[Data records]

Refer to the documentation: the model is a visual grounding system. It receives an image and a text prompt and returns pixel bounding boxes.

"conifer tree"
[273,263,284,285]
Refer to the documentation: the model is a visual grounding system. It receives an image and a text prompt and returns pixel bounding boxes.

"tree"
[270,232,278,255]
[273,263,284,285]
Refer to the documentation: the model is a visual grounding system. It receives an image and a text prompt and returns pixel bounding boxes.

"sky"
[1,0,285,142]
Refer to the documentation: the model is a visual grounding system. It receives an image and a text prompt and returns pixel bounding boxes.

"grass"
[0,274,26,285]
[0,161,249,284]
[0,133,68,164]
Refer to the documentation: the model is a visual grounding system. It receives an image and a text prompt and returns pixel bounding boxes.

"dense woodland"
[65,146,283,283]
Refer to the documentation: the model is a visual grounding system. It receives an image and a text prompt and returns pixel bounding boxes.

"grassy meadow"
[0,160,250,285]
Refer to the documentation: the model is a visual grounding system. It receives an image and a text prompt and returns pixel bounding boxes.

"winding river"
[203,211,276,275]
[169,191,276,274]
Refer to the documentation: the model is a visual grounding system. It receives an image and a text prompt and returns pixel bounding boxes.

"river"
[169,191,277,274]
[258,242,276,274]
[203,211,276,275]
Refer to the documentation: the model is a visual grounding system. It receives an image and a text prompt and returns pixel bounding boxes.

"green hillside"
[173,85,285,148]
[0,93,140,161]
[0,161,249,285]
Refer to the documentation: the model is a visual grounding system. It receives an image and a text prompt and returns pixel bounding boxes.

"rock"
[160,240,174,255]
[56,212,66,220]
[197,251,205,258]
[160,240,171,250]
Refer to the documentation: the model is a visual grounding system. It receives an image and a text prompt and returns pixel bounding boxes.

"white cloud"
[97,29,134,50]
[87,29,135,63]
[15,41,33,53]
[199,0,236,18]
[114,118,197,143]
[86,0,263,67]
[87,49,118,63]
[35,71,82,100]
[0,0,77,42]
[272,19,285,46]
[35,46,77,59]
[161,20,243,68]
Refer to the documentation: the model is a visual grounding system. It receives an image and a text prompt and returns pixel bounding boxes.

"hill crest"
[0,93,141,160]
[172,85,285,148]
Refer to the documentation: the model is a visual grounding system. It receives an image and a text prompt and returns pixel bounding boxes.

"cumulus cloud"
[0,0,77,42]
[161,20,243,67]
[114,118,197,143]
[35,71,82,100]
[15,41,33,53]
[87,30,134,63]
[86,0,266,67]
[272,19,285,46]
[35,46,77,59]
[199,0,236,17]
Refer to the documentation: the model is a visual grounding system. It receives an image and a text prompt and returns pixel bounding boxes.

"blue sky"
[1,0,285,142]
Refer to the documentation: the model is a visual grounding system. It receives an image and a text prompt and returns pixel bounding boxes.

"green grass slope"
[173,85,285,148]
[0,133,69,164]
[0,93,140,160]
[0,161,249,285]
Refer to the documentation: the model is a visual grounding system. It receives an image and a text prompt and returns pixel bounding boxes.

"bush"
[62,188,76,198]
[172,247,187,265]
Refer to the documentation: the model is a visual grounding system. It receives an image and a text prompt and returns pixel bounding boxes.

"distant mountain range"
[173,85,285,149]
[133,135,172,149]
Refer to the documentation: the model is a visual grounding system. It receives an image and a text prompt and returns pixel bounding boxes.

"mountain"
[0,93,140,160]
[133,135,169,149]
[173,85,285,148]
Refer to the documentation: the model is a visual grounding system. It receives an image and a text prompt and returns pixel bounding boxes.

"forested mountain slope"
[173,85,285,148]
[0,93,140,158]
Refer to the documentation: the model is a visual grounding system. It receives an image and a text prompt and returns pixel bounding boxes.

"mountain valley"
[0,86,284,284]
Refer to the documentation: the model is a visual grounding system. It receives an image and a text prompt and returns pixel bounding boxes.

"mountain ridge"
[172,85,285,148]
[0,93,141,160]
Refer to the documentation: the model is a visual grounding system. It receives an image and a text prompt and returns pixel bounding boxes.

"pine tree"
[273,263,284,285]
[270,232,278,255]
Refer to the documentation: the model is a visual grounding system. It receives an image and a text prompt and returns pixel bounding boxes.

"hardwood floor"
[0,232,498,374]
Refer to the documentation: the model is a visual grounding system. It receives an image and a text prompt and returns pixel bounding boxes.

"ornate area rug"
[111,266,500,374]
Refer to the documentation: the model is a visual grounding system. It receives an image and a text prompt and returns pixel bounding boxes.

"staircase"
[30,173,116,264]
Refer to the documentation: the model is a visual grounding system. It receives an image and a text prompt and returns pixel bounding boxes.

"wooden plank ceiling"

Problem description:
Type out the whole of the data again, exactly as shown.

Answer box:
Refer to the documentation: the model is a visual grounding system. It receives an image and a text prompt and returns pixel bounding boxes.

"conifer tree"
[273,263,284,285]
Refer to the documentation: the model is a visual grounding system. It receives an image and a text prompt and returns pixel bounding boxes.

"tree"
[270,232,278,255]
[273,263,284,285]
Refer to the documentation: the model is a visual grounding system. It receives an image and a text prompt and returns pixel bounding boxes.

"sky"
[1,0,285,142]
Refer to the documentation: the model is a visual grounding system. It receives an image and a text prompt and returns pixel bounding boxes.

"grass"
[0,274,26,285]
[0,161,249,284]
[0,133,68,164]
Refer to the documentation: the model is a visual grounding system. It receives an image and a text prompt and returns pixel bounding boxes.

"dense woodland"
[65,146,283,283]
Refer to the documentation: the model is a visual grounding system. It receives an image and a text prompt and returns pixel bounding boxes.

"grassy meadow"
[0,160,250,285]
Refer to the documentation: the model is a visual grounding system. It receives an image and a text prompt and returns pixel bounding boxes.

"winding river"
[203,211,276,275]
[169,191,276,274]
Refer to the documentation: the model is a visual grounding system. It receives an image and a text prompt and returns pixel bounding boxes.

"river"
[169,191,277,274]
[258,242,276,274]
[203,211,276,275]
Refer to the documentation: the model is a visual grounding system. It receives an image and a text prompt and returns pixel bounding boxes.

"green hillside"
[173,85,285,148]
[0,93,140,161]
[0,161,249,285]
Refer to the documentation: the model is a visual grounding system. It receives an image and a text prompt and returns pixel bounding boxes.

"rock"
[160,240,174,255]
[56,212,66,220]
[197,251,205,258]
[160,240,171,250]
Refer to the documentation: the model is a visual grounding system. It receives an image and a text prompt and returns pixel bounding boxes.

"white cloud"
[97,29,134,50]
[87,29,135,63]
[15,41,33,53]
[199,0,236,18]
[114,118,197,143]
[86,0,263,67]
[87,49,118,63]
[35,71,82,100]
[0,0,77,42]
[272,19,285,46]
[35,46,77,59]
[161,20,243,68]
Refer to the documentation: the model is a visual grounding system. It receives an image and a text prompt and returns pixel bounding boxes.

"hill crest"
[0,93,141,160]
[172,85,285,148]
Refer to the documentation: the model is a visual grounding system. It receives an image and a text prompt and returns pixel bounding boxes.

"cumulus cloud"
[0,0,77,42]
[161,20,243,67]
[114,118,197,143]
[35,71,82,100]
[15,41,33,53]
[87,30,134,63]
[86,0,266,67]
[272,19,285,46]
[35,46,77,59]
[199,0,236,17]
Refer to the documentation: the model is a visual grounding system. It receives an image and a text prompt and returns pixel bounding boxes.

"blue sky"
[1,0,285,142]
Refer to the documentation: the model is a visual grounding system. It receives an image and a text prompt and returns pixel bounding boxes.

"green grass slope"
[173,85,285,148]
[0,133,69,164]
[0,93,140,160]
[0,161,249,285]
Refer to the documentation: the model is a visual grounding system. It receives an image and a text prompt and returns pixel bounding boxes.

"bush"
[62,188,76,198]
[172,247,187,265]
Refer to the documentation: the model is a visual grounding system. It receives an image and a text prompt and returns pixel bounding boxes.

"distant mountain range"
[173,85,285,149]
[133,135,172,149]
Refer to the documentation: the model is a visual grounding system. It receives an image and a text prompt and returns pixel bounding boxes.

"mountain"
[0,93,140,160]
[133,135,169,149]
[173,85,285,148]
Refer to the documentation: the model is a visual grounding system. It receives an image and a text prompt and returns pixel bounding boxes.

"forested mountain slope"
[173,85,285,148]
[0,93,140,158]
Refer to the documentation: the model is a visual grounding system. It receives an image and a text prompt and returns pixel bounding boxes.

"mountain valley"
[0,86,284,284]
Refer to the documentation: the model is a visual grounding system. It receives an image and a text prompt and returns pixel bounding boxes.

"mountain ridge"
[172,85,285,148]
[0,93,141,160]
Refer to the documentation: the model is a visual grounding system. It receives an image and a text prompt and returns pixel bounding boxes.

"pine tree"
[273,263,284,285]
[270,232,278,255]
Refer to the documentation: the model is a visual grounding system. It receives an image and a text prompt and returns pixel bounding boxes.

"hardwood floor"
[0,232,498,374]
Refer to the documentation: the model is a visual grounding system. It receives an image and a text prompt and returns pixel bounding boxes.

"ornate area rug"
[111,266,500,374]
Refer to the documentation: the model is a visual grounding system. It receives an image and a text prompt and returns pixel bounding boxes.

"staircase"
[30,173,116,264]
Refer to the documentation: the model is a visual grounding system. It receives an image and a text prompt and returns pixel bounding boxes.

"wooden plank ceiling"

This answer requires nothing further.